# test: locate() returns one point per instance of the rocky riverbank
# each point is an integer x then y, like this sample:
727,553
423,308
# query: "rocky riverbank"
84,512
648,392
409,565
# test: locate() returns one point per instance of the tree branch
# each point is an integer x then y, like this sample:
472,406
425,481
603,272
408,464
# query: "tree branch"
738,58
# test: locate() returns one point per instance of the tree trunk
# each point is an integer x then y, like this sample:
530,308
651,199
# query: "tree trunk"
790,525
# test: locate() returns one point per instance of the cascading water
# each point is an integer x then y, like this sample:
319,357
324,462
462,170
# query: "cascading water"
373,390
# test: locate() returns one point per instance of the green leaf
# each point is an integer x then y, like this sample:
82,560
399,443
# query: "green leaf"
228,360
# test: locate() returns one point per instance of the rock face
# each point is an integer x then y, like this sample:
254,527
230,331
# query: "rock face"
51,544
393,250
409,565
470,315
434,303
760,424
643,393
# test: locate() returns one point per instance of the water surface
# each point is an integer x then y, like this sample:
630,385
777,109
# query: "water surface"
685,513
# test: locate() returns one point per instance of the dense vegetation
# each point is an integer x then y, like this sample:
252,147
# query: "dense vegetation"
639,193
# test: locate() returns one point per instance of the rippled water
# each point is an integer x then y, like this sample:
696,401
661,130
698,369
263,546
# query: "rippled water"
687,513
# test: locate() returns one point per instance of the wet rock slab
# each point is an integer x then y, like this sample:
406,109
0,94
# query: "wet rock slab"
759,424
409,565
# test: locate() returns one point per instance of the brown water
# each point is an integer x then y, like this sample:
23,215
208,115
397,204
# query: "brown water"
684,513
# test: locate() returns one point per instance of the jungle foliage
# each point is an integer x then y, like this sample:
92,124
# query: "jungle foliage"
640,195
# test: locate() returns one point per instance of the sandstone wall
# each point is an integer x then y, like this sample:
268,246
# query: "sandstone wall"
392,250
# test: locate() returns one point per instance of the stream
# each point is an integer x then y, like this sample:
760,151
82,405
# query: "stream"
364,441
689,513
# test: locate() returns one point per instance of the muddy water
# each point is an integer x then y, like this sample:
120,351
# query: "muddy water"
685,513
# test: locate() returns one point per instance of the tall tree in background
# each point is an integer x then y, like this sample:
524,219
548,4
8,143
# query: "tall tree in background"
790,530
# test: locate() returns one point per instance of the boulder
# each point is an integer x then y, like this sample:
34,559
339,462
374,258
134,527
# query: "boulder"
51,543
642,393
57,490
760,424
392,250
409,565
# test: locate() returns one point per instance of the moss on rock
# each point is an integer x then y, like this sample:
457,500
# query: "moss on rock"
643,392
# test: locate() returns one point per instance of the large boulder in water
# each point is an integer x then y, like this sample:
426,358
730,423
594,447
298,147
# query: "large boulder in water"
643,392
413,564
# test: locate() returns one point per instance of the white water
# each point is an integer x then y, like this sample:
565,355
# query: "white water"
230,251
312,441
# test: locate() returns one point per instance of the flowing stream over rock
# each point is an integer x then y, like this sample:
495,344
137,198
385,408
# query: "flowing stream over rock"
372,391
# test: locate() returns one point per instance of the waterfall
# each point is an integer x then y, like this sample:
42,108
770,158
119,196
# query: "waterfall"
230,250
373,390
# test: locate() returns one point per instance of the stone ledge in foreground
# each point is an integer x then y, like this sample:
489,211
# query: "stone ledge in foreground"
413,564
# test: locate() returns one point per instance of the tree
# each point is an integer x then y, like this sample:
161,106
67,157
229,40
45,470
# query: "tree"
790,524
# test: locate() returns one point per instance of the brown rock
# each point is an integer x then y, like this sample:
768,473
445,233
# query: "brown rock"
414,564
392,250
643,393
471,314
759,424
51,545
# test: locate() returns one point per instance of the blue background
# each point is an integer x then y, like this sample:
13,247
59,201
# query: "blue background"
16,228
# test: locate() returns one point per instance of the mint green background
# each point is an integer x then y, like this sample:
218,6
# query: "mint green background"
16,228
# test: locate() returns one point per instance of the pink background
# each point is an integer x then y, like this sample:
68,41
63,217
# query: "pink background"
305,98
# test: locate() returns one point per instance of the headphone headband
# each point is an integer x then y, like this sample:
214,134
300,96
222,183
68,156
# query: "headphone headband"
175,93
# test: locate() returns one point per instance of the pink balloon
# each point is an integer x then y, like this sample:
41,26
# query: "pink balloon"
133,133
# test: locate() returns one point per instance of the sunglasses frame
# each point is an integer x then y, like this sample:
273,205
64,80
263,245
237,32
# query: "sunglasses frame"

=====

> TASK OBJECTIVE: If a line of the data above contains "frame", copy it out.

> RESULT:
# test: locate() returns one point per instance of the sunglasses frame
# query: "sunglasses frame"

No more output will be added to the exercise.